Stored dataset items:
········
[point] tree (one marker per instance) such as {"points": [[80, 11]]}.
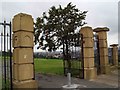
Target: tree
{"points": [[57, 28], [57, 25]]}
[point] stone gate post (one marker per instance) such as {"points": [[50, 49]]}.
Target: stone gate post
{"points": [[103, 48], [90, 71], [23, 64], [115, 54]]}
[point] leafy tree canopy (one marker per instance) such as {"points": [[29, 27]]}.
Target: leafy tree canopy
{"points": [[57, 25]]}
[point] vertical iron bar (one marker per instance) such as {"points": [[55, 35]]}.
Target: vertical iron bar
{"points": [[4, 53], [82, 52], [2, 57], [11, 85], [7, 60]]}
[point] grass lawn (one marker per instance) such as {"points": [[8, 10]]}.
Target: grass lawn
{"points": [[51, 66]]}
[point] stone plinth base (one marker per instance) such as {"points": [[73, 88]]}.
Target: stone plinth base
{"points": [[29, 84], [90, 73], [105, 69]]}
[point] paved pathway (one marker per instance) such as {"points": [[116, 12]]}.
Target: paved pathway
········
Skip the pictures and transcribe the rest of the records exactly.

[point] tree (one marker per instance) such as {"points": [[80, 11]]}.
Target: tree
{"points": [[57, 28], [57, 25]]}
[point] stone gate post (one marker per instance) such as {"points": [[50, 49]]}.
Target: stone gate post
{"points": [[103, 48], [90, 71], [23, 64], [115, 54]]}
[point] leafy tree canopy (one marker per instance) such as {"points": [[29, 27]]}.
Target: leafy tree canopy
{"points": [[57, 25]]}
[point] vertical iron bar (one marker per instance) such as {"points": [[55, 35]]}.
Target: vertical iron bar
{"points": [[4, 53], [82, 52], [2, 57], [11, 85], [7, 60]]}
[point] grass lawn (one marker per instance) such as {"points": [[8, 10]]}.
Target: grass lawn
{"points": [[51, 66]]}
[point] stone plinth base (one marker per instance) such as {"points": [[73, 88]]}.
Target: stone plinth base
{"points": [[29, 84], [90, 73], [105, 69]]}
[point] paved pathway (one marker per instance) such as {"points": [[116, 12]]}.
Target: paved pathway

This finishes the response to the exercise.